- [AIM OF THE EXERCISE]: Working from the entries that follow, retype each one without any alteration.

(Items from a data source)
[Start of Attachment]

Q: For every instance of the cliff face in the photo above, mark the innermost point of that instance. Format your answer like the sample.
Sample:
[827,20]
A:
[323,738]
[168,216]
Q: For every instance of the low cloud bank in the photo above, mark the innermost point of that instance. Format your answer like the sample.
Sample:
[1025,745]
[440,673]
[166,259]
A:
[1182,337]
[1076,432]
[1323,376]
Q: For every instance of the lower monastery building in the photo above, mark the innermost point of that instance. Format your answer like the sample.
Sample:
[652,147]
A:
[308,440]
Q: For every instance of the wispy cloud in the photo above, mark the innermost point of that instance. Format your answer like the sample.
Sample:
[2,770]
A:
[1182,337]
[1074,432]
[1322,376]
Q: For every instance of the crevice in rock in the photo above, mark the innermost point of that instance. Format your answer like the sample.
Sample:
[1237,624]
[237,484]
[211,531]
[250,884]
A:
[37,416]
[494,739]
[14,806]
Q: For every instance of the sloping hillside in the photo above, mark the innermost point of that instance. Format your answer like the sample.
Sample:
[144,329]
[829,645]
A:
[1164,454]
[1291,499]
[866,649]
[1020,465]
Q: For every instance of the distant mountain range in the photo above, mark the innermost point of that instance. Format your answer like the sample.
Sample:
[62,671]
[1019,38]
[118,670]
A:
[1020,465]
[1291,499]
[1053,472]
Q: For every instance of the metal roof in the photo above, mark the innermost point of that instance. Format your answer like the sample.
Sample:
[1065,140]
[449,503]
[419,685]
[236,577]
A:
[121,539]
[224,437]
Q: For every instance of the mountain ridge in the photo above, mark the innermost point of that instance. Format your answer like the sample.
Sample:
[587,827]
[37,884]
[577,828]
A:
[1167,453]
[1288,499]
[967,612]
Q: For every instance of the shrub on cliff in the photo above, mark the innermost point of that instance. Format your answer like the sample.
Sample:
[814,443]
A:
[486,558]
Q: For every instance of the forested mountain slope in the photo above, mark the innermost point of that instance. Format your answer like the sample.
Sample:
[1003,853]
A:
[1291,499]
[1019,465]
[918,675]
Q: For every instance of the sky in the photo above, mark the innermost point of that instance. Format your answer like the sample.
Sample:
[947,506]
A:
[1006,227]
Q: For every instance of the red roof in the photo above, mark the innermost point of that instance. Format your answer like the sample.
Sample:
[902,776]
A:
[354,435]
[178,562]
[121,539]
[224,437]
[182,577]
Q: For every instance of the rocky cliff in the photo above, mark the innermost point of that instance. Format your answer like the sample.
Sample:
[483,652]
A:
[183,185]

[End of Attachment]

- [OUTPUT]:
Q: For every instance of the cliff face in the photo above, mark the innermost point of that instance. Format your answer like the sample.
Sample:
[827,20]
A:
[323,738]
[168,216]
Q: For every instance of the low cloud bank in the photo above, mark the innermost point of that instance. Format your answer like the sample.
Sample:
[1025,745]
[440,673]
[166,259]
A:
[1182,337]
[1076,432]
[1323,376]
Q: For every instance of the lower monastery building in the photo above, mark the innermost point of that instance. Format your answer like the sample.
Sample:
[652,147]
A:
[308,440]
Q: For every instance of the wispy cloud in the photo above, mark the innermost point of that instance. Format your answer like the sample.
Sample:
[2,770]
A:
[1182,337]
[1074,432]
[1322,376]
Q: For every instance of the crevice in rock in the photo above, mark the innermost point of that instance. Format your answer like the sample.
Sample:
[1237,624]
[237,484]
[211,531]
[250,884]
A:
[37,416]
[494,739]
[14,806]
Q: For every instance of the sloping hillside in the photo above, mark the innermost point of that instance. Format your answer like the sample.
Sample:
[144,329]
[829,645]
A:
[1164,454]
[1291,499]
[866,649]
[1020,465]
Q: For every instance of the distant mountain range in the photo above, mark the innermost point of that instance. Format your answer like the sample.
Sample:
[62,671]
[1019,38]
[118,670]
A:
[1020,465]
[1291,499]
[1053,472]
Q: For every instance of the metal roof in the photo above, mark the innermost point of that instance. Format your answer like the sample.
Sample:
[1065,140]
[449,503]
[419,685]
[236,577]
A:
[121,539]
[224,437]
Q: For every instance of the mountain ridge in the photo above, mark the innermost point of that instance. Format your answer like the sample.
Sample:
[587,827]
[37,884]
[577,828]
A:
[1167,453]
[1288,499]
[967,612]
Q: For every instance of the shrub on cliff in the photo above, mark the innermost point of that instance. Format your answer like the sample.
Sample:
[814,443]
A:
[486,558]
Q: For every instance of the forested mountain slope in the photo above, mark the innermost point of that instance. Format your answer like the sample.
Sample:
[1003,853]
A:
[1291,499]
[1019,465]
[918,675]
Q: For every instance of the sky in the photo above, mark the innermost point of that instance. Format your answer like the sample.
Sample:
[947,506]
A:
[1006,227]
Q: For every instance of the red roof in the photo above, mark the innermost point of that instance. Format your answer like the sample.
Sample:
[902,776]
A:
[354,435]
[178,562]
[121,539]
[224,437]
[182,577]
Q: For every instance of the rocky cliff in the photo above, mark the innermost point of that instance. Format your answer like the sample.
Sample:
[483,652]
A:
[183,185]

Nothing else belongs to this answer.